- [ARTICLE]
□ □ □ □ □
Or, le site  connut aussi des désagréments : à partir du Rond-point Schuman, l’accès laissait fortement à désirer : en absence de trottoir, les mares de pluie étaient partout, l’éclairage public insuffisant. Le lieu  fut ressenti comme « désert » et « il faut un certain courage, surtout de la part des dames, pour se risquer hors la Ville, le soir, par ce temps d’averses et de fange dans la rue » (L’Indépendance luxembourgeoise 26 septembre 1886). La fréquentation simultanée d’un grand nombre de spectateurs releva un certain nombre de faiblesses de la construction : en cas d’incendie, les portes de sortie s’ouvraient vers l’intérieur, bloquant ainsi la sortie aux victimes, les lampes à gaz étaient trop proches de matériaux inflammables. L’architecte de la ville avait rédigé trois rapports sur les dispositions à prendre, mais Renquin ne se montrait pas enclin d’y remédier de suite.
□ □ □ □ □
- [CONSIGNES]
**1)** Reproduisez fidèlement le passage de l'article qui s'ouvre sur les mots contenant « Or, le site » et se clôt sur « remédier de suite. ».
**2)** D'après l'article, dans quel sens s'ouvraient les portes de sortie de la construction ?

- [JEU DE DONNÉES]
□ □ □ □ □
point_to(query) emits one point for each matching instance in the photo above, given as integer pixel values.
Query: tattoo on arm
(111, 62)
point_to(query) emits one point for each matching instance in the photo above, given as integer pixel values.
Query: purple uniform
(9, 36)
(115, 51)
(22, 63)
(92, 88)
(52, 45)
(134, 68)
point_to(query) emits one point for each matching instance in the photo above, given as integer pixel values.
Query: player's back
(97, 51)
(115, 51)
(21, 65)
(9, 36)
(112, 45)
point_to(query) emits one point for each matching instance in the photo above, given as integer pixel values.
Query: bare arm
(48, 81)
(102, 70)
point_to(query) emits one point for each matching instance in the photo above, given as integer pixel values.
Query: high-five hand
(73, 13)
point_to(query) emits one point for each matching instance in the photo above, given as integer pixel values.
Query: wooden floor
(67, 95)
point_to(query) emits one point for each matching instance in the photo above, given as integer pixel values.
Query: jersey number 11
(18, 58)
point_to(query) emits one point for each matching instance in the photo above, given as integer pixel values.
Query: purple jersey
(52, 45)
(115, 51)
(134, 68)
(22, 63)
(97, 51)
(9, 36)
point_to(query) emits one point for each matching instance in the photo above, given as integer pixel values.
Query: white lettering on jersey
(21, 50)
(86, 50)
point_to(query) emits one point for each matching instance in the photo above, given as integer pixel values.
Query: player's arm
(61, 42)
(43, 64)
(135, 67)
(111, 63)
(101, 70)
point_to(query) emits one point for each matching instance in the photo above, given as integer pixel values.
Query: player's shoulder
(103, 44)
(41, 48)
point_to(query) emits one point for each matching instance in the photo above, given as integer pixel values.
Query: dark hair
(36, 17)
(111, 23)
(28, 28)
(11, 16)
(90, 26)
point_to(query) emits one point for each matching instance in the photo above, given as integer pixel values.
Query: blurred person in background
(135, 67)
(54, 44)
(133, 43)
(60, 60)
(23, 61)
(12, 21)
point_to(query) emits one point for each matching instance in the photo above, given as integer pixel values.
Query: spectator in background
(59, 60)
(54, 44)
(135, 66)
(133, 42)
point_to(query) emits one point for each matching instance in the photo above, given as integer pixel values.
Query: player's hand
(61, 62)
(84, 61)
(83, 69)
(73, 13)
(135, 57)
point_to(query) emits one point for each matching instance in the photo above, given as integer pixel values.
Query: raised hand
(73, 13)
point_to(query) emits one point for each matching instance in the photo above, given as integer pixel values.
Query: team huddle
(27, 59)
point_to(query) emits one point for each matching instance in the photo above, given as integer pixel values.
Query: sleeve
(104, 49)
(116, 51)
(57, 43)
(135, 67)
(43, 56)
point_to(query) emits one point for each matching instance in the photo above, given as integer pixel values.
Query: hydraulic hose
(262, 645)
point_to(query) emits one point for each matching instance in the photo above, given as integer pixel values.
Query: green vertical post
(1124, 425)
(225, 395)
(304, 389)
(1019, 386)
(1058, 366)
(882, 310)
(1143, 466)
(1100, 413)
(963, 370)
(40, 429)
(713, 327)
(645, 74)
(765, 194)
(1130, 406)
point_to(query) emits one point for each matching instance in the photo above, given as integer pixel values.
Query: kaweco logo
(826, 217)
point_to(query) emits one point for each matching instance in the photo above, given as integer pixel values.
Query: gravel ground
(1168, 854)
□ □ □ □ □
- [CORRIGÉ]
**1)**
Or, le site  connut aussi des désagréments : à partir du Rond-point Schuman, l’accès laissait fortement à désirer : en absence de trottoir, les mares de pluie étaient partout, l’éclairage public insuffisant. Le lieu  fut ressenti comme « désert » et « il faut un certain courage, surtout de la part des dames, pour se risquer hors la Ville, le soir, par ce temps d’averses et de fange dans la rue » (L’Indépendance luxembourgeoise 26 septembre 1886). La fréquentation simultanée d’un grand nombre de spectateurs releva un certain nombre de faiblesses de la construction : en cas d’incendie, les portes de sortie s’ouvraient vers l’intérieur, bloquant ainsi la sortie aux victimes, les lampes à gaz étaient trop proches de matériaux inflammables. L’architecte de la ville avait rédigé trois rapports sur les dispositions à prendre, mais Renquin ne se montrait pas enclin d’y remédier de suite.

**2)** Elles s'ouvraient vers l'intérieur.